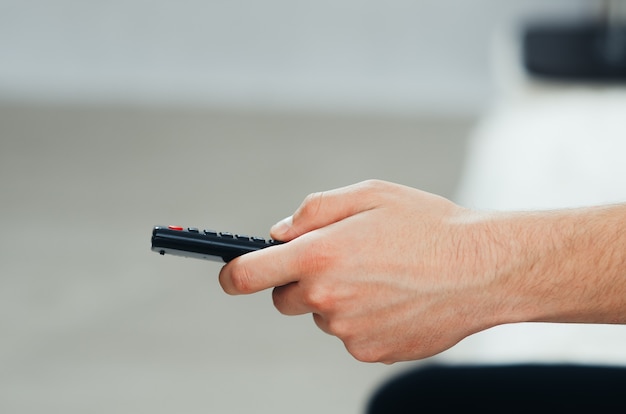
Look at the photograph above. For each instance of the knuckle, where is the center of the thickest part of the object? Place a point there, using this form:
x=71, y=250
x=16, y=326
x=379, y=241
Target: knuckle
x=364, y=353
x=241, y=280
x=320, y=299
x=311, y=205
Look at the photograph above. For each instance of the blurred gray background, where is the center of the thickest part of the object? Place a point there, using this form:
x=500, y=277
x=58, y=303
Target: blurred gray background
x=119, y=115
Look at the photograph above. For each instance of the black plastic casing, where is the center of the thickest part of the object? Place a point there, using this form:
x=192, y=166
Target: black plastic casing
x=204, y=244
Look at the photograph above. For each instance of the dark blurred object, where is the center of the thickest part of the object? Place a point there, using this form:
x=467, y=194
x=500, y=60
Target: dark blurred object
x=592, y=51
x=503, y=389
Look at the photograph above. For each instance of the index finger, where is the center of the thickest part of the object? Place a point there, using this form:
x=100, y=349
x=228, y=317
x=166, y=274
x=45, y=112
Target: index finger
x=259, y=270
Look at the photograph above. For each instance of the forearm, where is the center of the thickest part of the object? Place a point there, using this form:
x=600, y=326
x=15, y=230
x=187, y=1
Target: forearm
x=562, y=266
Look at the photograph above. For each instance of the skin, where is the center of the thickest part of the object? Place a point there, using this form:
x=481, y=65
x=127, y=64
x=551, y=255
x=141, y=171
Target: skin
x=400, y=274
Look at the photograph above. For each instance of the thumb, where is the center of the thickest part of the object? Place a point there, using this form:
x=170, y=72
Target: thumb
x=324, y=208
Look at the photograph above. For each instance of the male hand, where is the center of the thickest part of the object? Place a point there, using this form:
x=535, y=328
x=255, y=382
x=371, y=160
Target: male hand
x=394, y=272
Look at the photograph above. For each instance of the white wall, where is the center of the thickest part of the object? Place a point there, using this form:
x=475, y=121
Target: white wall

_THE TASK:_ Can you convert every line of the records above into a JSON list of strings, one string per line, with blank lines dropped and the pictures left out?

_FINAL ANSWER:_
[
  "Look at the photograph above. For each instance of the knuckle, where is the center of the thickest part of the object? Place a point there, using this form:",
  "x=71, y=250",
  "x=16, y=326",
  "x=379, y=241",
  "Target: knuckle",
  "x=364, y=353",
  "x=241, y=280",
  "x=320, y=299",
  "x=311, y=205",
  "Look at the photograph above. For each instance of the blurred gray background, where is the center of the thickest part of the object? Place a point there, using this form:",
  "x=500, y=277",
  "x=58, y=303",
  "Target: blurred gray background",
  "x=119, y=115",
  "Look at the photograph above. For each instance of the black plastic casing, where is the center of the thickest part of the object? Place a point there, using this form:",
  "x=192, y=166",
  "Target: black plastic casing",
  "x=204, y=244",
  "Look at the photograph above. For each instance of the dark blurred object, where is the center of the thickest part of the object? Place a point there, using this form:",
  "x=467, y=194",
  "x=500, y=60",
  "Target: dark blurred object",
  "x=592, y=51",
  "x=503, y=389",
  "Look at the photograph above. For each instance of the index finger, where is the center of the thickest part of the object? Place a point there, using this form:",
  "x=100, y=349",
  "x=228, y=317",
  "x=166, y=274",
  "x=45, y=112",
  "Target: index finger",
  "x=259, y=270",
  "Look at the photograph above. For each instance of the forearm, where is the center of the thickest part of the object? Place a point there, using this form:",
  "x=600, y=326",
  "x=15, y=230",
  "x=187, y=1",
  "Target: forearm",
  "x=562, y=266",
  "Look at the photograph above. For each instance of the skin, where is the center of the thickest part of the object? Place a point there, using this form:",
  "x=481, y=65",
  "x=127, y=64",
  "x=551, y=255",
  "x=141, y=171",
  "Target: skin",
  "x=400, y=274",
  "Look at the photograph above. For each instance of the thumb, where is the center of the thickest part of the object? Place a point there, using this form:",
  "x=170, y=72",
  "Target: thumb",
  "x=324, y=208",
  "Look at the photograph above. For each instance of the male hand, where is the center of the thickest part of the object? Place a point there, using this form:",
  "x=535, y=328",
  "x=255, y=382",
  "x=371, y=160",
  "Target: male hand",
  "x=394, y=272",
  "Look at the photograph above. For each instance of the white wall, where is the center of the thickest part of the object? Place a point there, using this form:",
  "x=475, y=121",
  "Target: white wall"
]